--- Study material Enclosed Below ---

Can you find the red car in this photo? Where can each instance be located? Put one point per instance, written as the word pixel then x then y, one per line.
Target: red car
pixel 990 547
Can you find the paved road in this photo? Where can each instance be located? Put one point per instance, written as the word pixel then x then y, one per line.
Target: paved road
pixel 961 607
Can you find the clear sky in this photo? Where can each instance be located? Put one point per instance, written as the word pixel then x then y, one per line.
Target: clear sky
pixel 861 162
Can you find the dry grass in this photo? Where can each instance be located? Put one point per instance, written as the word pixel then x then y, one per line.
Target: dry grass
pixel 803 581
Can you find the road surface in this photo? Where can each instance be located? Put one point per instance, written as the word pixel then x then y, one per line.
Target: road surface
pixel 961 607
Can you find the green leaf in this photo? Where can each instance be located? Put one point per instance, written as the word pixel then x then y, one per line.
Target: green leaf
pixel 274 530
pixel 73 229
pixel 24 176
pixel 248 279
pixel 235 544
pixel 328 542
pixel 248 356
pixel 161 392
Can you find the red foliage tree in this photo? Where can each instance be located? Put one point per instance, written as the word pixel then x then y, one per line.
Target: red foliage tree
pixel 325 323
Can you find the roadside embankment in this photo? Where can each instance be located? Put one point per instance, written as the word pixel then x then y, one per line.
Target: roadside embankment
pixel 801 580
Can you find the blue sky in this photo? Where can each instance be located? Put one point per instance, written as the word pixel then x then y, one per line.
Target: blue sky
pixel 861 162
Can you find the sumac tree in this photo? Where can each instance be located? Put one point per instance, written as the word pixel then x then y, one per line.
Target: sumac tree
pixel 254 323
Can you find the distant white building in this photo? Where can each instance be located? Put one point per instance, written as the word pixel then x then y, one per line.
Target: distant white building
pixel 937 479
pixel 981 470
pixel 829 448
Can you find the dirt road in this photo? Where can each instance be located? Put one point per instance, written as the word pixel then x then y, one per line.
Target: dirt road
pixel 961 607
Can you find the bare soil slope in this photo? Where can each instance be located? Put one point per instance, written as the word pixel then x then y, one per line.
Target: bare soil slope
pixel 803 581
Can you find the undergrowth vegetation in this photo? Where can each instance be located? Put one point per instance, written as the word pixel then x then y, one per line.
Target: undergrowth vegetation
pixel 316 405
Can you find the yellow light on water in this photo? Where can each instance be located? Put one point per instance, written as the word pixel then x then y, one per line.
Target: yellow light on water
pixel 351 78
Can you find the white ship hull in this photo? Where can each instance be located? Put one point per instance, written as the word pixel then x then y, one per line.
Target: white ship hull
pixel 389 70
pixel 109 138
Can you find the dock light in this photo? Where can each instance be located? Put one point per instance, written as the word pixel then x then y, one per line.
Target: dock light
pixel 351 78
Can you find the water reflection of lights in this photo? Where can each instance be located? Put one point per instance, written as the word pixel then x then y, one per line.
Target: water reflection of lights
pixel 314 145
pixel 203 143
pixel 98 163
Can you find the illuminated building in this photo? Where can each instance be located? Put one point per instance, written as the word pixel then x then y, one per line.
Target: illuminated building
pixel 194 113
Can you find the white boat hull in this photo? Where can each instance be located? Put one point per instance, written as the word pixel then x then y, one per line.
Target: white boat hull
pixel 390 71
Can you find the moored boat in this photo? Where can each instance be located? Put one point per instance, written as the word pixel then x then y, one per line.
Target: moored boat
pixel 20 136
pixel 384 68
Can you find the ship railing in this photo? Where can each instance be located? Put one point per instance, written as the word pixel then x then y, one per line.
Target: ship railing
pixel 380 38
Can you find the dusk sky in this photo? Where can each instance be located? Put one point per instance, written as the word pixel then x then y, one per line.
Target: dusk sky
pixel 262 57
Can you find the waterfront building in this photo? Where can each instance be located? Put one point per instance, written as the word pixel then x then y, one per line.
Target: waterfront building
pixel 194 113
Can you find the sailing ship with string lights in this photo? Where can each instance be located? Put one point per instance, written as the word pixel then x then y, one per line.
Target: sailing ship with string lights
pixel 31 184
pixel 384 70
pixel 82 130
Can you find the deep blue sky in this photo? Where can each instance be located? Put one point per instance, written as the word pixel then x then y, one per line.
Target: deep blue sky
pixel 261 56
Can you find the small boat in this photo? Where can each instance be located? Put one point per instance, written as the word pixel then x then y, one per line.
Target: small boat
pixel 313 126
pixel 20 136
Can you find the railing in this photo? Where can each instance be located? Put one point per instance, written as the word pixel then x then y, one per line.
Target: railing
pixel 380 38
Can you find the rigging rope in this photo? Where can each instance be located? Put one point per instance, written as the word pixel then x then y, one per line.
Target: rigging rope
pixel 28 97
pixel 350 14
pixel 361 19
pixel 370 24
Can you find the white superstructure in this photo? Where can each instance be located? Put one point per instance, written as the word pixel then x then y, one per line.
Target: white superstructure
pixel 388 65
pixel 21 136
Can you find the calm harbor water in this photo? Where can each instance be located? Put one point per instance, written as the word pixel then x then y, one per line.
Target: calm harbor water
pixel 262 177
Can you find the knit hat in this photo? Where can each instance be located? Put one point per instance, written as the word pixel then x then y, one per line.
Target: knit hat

--- End of Enclosed Study material ---

Each entry above is to be printed again exactly.

Can you find the red car in this photo? Where can each instance be located? Put one point per instance, written as the word pixel then x then y, one per line.
Target: red car
pixel 990 547
Can you find the paved road in this photo? Where can each instance be located? Put one point per instance, written as the word pixel then x then y, one per line.
Target: paved road
pixel 961 607
Can you find the clear sky in this photo? Where can each instance be located? Put one point per instance, written as the word pixel then x then y, one per line.
Target: clear sky
pixel 861 162
Can you find the dry grass in this photo? Where can each instance be located? Put one point per instance, written as the word pixel then x then y, one per line.
Target: dry grass
pixel 803 581
Can you find the road surface in this photo? Where can each instance be located? Put one point per instance, written as the word pixel then x then y, one per line.
Target: road surface
pixel 961 607
Can you find the green leaf in this photo? Where can each instance be located? Put one point per instance, written as the word pixel then x then y, one per line.
Target: green leaf
pixel 274 530
pixel 73 229
pixel 24 176
pixel 248 279
pixel 235 544
pixel 328 542
pixel 248 356
pixel 161 392
Can you find the red foliage tree in this photo? Where can each instance be located? Put one point per instance, written as the word pixel then x then y, one per line.
Target: red foliage tree
pixel 325 323
Can you find the roadside embankment in this photo? Where can each instance be located? Put one point per instance, written as the word pixel then x then y, one per line.
Target: roadside embankment
pixel 801 580
Can you find the blue sky in this photo? Where can each instance be located? Put one point per instance, written as the word pixel then x then y, one per line.
Target: blue sky
pixel 861 162
Can you find the sumac tree in this photo? Where can each instance be located? Put one point per instance, written as the word pixel then x then y, one per line.
Target: sumac tree
pixel 254 323
Can you find the distant white building in this photo? Where can each instance be located? Put one point per instance, written as the word pixel then x then y, one per line.
Target: distant white building
pixel 937 479
pixel 981 470
pixel 829 448
Can you find the dirt road in this photo? Where can each instance be located? Put one point per instance, written as the word pixel then x then y, one per line.
Target: dirt road
pixel 961 607
Can you find the bare soil slope in this photo? Where can each instance be located? Put one point per instance, written as the word pixel then x then y, one per line.
Target: bare soil slope
pixel 803 581
Can you find the undergrowth vegetation in this photo? Where can each instance be located? Put one point per instance, written as the word pixel then x then y, one per line.
Target: undergrowth vegetation
pixel 316 405
Can you find the yellow light on water in this photo? Where can each instance be located? Put one point per instance, written as the word pixel then x then y, one per line.
Target: yellow light on water
pixel 351 78
Can you find the white ship hull in this photo? Where can each instance be located? Put one point per instance, written as the word pixel then x then y, one per line.
Target: white ship hull
pixel 389 70
pixel 109 138
Can you find the dock light in this photo? Where can each instance be located? Put one point per instance, written as the word pixel then x then y, one per line.
Target: dock light
pixel 351 78
Can you find the water reflection of lights in this photo? Where can each instance be located? Put one point per instance, written as the word pixel then x then y, one per line.
Target: water reflection of lights
pixel 314 145
pixel 203 143
pixel 98 163
Can you find the illuminated building in this photo? Where can each instance be located? Put one point per instance, written as the word pixel then x then y, one per line.
Target: illuminated building
pixel 194 113
Can you find the white boat hull in this photo? Where can each instance be located? Put one point per instance, written as the word pixel then x then y, one per line.
Target: white boat hull
pixel 390 71
Can you find the moored boat in this photo? Where can each instance be located? Put one point per instance, written as the word pixel then x then y, one per line.
Target: moored boat
pixel 20 136
pixel 384 68
Can you find the ship railing in this photo? Where can each instance be located? Put one point per instance, written as the word pixel then x then y, one per line.
Target: ship railing
pixel 380 38
Can you find the dusk sky in this photo? Where can each instance be located? Put one point per instance, written as the word pixel then x then y, one per line.
Target: dusk sky
pixel 262 57
Can you find the waterfront building in this photo? Where can each instance be located? Put one point per instance, written as the word pixel then x then y, one per line.
Target: waterfront building
pixel 194 113
Can you find the sailing ship with string lights in this photo? Where can each instance be located? Put one point per instance, written as the word pixel then x then y, one per line.
Target: sailing ship with string lights
pixel 31 184
pixel 384 70
pixel 82 130
Can you find the deep blue sky in this photo? Where can each instance be located? Put one point per instance, written as the word pixel then x then y, one per line.
Target: deep blue sky
pixel 261 56
Can you find the small boat in this photo? Where can each instance be located? Put one point per instance, written as the word pixel then x then y, one per line.
Target: small boat
pixel 313 126
pixel 20 136
Can you find the railing in this photo? Where can each instance be located? Put one point per instance, written as the word pixel then x then y, one per line.
Target: railing
pixel 380 38
Can you find the rigging rope in this photo? Where can each instance be located? Put one point per instance, written as the word pixel then x then y, one per line.
Target: rigging rope
pixel 28 97
pixel 350 14
pixel 361 19
pixel 370 24
Can you find the white superstructure in this photo? Where can each instance be located? Put one point per instance, written as the word pixel then x then y, one per line.
Target: white superstructure
pixel 388 65
pixel 21 136
Can you find the calm harbor water in this photo? Where can each instance be located? Put one point per instance, written as the word pixel then x then y, one per line.
Target: calm harbor water
pixel 262 177
Can you find the knit hat in this photo? Where can each instance be located? Put one point per instance, written as the word pixel then x then y, one per line.
Target: knit hat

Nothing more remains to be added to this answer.